__Direction__.
According to the lecture notes on Saussure below, what is the only thing his analysis of meaning considers?

__Text shown__.

>>>

This is the seventh in a series of notes to fifteen lectures for my class Communication and Culture.

Required Reading:


Transition notes

more on thearbitrariness of the sign and the enforced thingness of semiotic systems embodied in everyday practices

Saussure, like Jacobson and Hymes, was talking about language in general, not particularly about A language, thereby continuing our comments about the distinction to be made between the cultural process (Culture) and cultureS in the plural. Saussure however, by emphasizing what he calls the "synchronic law" points at how talking about A language or A culture might be possible: above all by emphasizing form rather than content, the social (interactional) rather than the personal (socialized).

While these matters are still hotly debated theoretically, and while the recent developments of interest in the political aspects of culture, through their focus on "hegemony" are bringing back some of the concerns with A (dominant) culture versus a multiplicity of (dominated) and yet single-through-their-difference cultures, it is important to distinguish between the systematizing processes described by Saussure (p.73) and "hegemony."

When Saussure emphasized the social reality of language as a synchronic structure (related to a gestalt), he too approached the issue from the point of view of the speaker (learner) confronted with something, the pattern, that he does not control even though he experiences it, perceives it, uses it, and, possibly, makes poetry out of it, deconstructs it, etc.. Saussure by emphasizing the social and contractual aspects of all communication systems also emphasized their "arbitrariness," that is the fact that they are joint constructions. Communication does not arise out of the nature of humanity, narrowly defined, but rather out of its "culture" (which is of course an aspect of its nature, broadly defined). Saussure, however, could not quite account for this construction of syntagmatic gestals (i.e. gestalts that require complex sequences of movements over time to reveal themselves (e.g. the telling of a joke--see below).

  1. It is a fair criticism of Saussure to say that he had nothing to say about the actual production of sentences. While Saussure is most powerful in his insistence on the social source of language, his analysis of meaning considers only decoding, e.g. reading or over- hearing.

<<<

__Data lines__.
>>>

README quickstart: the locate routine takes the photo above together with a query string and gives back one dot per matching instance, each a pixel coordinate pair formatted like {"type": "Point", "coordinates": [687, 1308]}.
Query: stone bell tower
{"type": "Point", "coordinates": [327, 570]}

<<<

__Problem solution__.
Decoding, such as reading or overhearing.